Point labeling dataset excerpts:
################

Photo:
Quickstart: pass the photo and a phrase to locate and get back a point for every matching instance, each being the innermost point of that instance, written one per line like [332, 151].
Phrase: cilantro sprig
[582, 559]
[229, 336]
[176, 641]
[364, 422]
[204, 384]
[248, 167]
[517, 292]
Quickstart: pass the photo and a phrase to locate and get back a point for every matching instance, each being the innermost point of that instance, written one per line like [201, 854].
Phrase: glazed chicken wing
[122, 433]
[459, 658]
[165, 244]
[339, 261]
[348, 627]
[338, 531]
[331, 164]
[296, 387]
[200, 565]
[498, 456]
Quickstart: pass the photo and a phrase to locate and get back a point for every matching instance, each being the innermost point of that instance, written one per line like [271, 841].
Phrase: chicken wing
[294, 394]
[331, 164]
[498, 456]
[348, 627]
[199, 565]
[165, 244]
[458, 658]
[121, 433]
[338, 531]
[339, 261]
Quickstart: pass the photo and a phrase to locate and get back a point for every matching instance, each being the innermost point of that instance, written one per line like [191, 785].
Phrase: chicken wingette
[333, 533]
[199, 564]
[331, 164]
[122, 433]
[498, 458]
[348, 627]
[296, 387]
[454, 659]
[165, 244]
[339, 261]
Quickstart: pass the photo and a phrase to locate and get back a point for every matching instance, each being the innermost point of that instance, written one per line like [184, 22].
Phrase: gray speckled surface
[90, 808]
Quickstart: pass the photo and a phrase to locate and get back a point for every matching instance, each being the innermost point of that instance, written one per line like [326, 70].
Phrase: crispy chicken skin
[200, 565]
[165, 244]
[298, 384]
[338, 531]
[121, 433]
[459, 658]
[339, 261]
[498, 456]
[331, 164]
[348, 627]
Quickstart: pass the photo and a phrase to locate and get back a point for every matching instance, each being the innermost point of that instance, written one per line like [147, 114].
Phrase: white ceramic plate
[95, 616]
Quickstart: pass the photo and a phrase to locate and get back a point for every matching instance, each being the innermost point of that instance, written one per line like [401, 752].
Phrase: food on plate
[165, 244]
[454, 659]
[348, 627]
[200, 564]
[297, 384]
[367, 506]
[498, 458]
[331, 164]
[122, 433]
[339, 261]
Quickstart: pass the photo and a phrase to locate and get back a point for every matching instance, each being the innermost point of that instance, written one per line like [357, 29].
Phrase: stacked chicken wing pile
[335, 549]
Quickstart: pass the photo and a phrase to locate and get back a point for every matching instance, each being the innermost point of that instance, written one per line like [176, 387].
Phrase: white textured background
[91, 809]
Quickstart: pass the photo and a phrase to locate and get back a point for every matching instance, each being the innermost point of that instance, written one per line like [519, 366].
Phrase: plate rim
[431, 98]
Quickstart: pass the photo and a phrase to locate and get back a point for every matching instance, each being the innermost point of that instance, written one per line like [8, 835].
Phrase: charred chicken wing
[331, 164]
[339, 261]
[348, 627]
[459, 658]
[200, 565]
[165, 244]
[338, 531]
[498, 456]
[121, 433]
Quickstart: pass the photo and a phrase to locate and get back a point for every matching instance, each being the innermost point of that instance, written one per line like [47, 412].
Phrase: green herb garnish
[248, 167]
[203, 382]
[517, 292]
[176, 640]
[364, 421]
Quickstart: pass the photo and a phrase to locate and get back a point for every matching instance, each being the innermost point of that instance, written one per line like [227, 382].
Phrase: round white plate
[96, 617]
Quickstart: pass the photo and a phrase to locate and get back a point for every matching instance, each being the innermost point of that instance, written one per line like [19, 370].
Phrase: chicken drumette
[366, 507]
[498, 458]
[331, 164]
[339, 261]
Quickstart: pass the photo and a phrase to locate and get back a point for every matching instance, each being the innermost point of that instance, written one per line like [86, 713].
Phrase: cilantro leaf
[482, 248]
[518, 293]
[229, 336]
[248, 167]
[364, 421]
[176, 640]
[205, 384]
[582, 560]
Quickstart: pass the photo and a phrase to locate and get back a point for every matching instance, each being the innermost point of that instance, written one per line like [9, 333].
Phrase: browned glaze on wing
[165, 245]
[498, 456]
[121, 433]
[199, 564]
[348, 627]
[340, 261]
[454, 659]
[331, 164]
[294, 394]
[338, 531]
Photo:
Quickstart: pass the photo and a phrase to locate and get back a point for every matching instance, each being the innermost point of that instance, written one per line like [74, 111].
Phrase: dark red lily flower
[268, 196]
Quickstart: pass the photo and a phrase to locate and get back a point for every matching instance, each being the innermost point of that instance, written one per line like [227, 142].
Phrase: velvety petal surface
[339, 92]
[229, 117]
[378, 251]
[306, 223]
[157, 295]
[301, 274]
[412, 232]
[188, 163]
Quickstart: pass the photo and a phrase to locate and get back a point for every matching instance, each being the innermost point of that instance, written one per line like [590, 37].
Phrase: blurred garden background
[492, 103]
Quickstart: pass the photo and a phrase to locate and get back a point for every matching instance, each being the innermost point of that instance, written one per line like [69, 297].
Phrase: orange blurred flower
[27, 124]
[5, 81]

################

Challenge:
Copy out all of the data exactly, leaving nothing out.

The response:
Photo:
Quickstart: pass the photo and a phrase to locate and get back a point for every matching instance, each being the innermost point of that instance, written one per line like [332, 151].
Phrase: cilantro sprig
[582, 559]
[229, 336]
[176, 641]
[364, 422]
[204, 384]
[248, 167]
[517, 292]
Quickstart: pass the photo and a phrase to locate and get back a point for every matching instance, each being the innermost point of that instance, written one per line like [201, 854].
Phrase: glazed chicken wing
[122, 433]
[459, 658]
[165, 244]
[339, 261]
[348, 627]
[338, 531]
[331, 164]
[296, 387]
[200, 565]
[498, 456]
Quickstart: pass the photo and a phrase to locate and get back a point for every matching instance, each being the innermost point of that instance, written one per line like [271, 841].
Phrase: chicken wing
[294, 394]
[331, 164]
[498, 456]
[348, 627]
[199, 565]
[165, 244]
[458, 658]
[121, 433]
[338, 531]
[339, 261]
Quickstart: pass the photo and a phrase to locate and get back a point for every matching instance, each being the innermost point of that instance, written one per line like [191, 785].
Phrase: chicken wingette
[333, 533]
[199, 564]
[331, 164]
[122, 433]
[498, 458]
[348, 627]
[296, 387]
[454, 659]
[165, 244]
[339, 261]
Quickstart: pass the photo and a phrase to locate and get back a point for every matching instance, each being the innermost point of that instance, written one per line like [184, 22].
Phrase: gray speckled surface
[90, 808]
Quickstart: pass the photo and a phrase to locate and get back a point for every matching instance, each being the innermost point of that instance, written one per line like [326, 70].
Phrase: crispy chicken skin
[200, 565]
[165, 244]
[298, 384]
[338, 531]
[121, 433]
[459, 658]
[339, 261]
[498, 456]
[331, 164]
[348, 627]
Quickstart: pass the photo and a phrase to locate and get back a point for every matching instance, each being the innermost point of that instance, written one per line like [147, 114].
Phrase: white ceramic plate
[95, 616]
Quickstart: pass the photo and a phrase to locate and get back a point for every matching instance, each being the innermost point of that instance, written one per line like [401, 752].
Phrase: food on plate
[165, 244]
[454, 659]
[348, 627]
[200, 564]
[297, 384]
[367, 506]
[498, 458]
[331, 164]
[122, 433]
[339, 261]
Quickstart: pass the photo and a phrase to locate and get back a point for every matching instance, each being the innermost point of that instance, written one per line like [357, 29].
Phrase: stacked chicken wing pile
[335, 549]
Quickstart: pass the photo and a phrase to locate and get back a point for every matching instance, each being the innermost point of that instance, written one per line like [176, 387].
Phrase: white textured background
[91, 809]
Quickstart: pass the photo and a phrase to locate and get back a point for every matching instance, each being the innermost point of that instance, written one per line like [519, 366].
Phrase: plate rim
[431, 98]
Quickstart: pass the photo and a phrase to locate and get back a point for every matching instance, each being the innermost point of that instance, written one per line like [8, 835].
Phrase: charred chicken wing
[331, 164]
[339, 261]
[348, 627]
[459, 658]
[200, 565]
[165, 244]
[338, 531]
[498, 456]
[121, 433]
Quickstart: pass the photo and a phrase to locate and get back a point for every matching instance, each being the innermost point of that instance, written one per line like [47, 412].
Phrase: green herb garnish
[248, 167]
[203, 382]
[517, 292]
[176, 640]
[364, 421]
Quickstart: pass the photo and a phrase to locate and get back a point for every matching instance, each being the innermost point of that instance, written one per line like [227, 382].
Phrase: round white plate
[96, 617]
Quickstart: pass the photo and a phrase to locate and get back a point for every matching instance, each being the innermost point of that instance, written one per line like [19, 370].
Phrase: chicken drumette
[366, 507]
[498, 458]
[331, 164]
[339, 261]
Quickstart: pass the photo and a phrase to locate and get back a point for every matching instance, each being the innermost point of that instance, written one per line like [86, 713].
Phrase: cilantro leaf
[482, 248]
[518, 293]
[229, 336]
[248, 167]
[364, 421]
[176, 640]
[205, 384]
[582, 560]
Quickstart: pass the photo and a phrase to locate and get back a point for every matching instance, each being the innermost point of that instance, written one per line like [9, 333].
Phrase: browned glaze on wing
[165, 245]
[498, 456]
[121, 433]
[199, 564]
[348, 627]
[340, 261]
[454, 659]
[331, 164]
[294, 394]
[338, 531]
Photo:
Quickstart: pass the photo and a phrase to locate and get back a point for every matching instance, each being the innermost point of that instance, written one per line like [74, 111].
Phrase: dark red lily flower
[268, 196]
Quickstart: pass the photo and a phrase to locate and get back a point for every matching instance, each being the innermost point of that instance, written one per line like [227, 142].
Phrase: velvety petal surface
[339, 92]
[229, 117]
[378, 251]
[306, 223]
[157, 295]
[301, 274]
[412, 232]
[188, 163]
Quickstart: pass the photo and a phrase to locate and get back a point for every matching instance, each being the innermost point of that instance, written one per line like [590, 37].
Phrase: blurred garden background
[492, 103]
Quickstart: pass the photo and a phrase to locate and get back a point for every matching instance, each being the innermost point of that instance, written one per line like [69, 297].
Phrase: orange blurred flower
[27, 124]
[5, 81]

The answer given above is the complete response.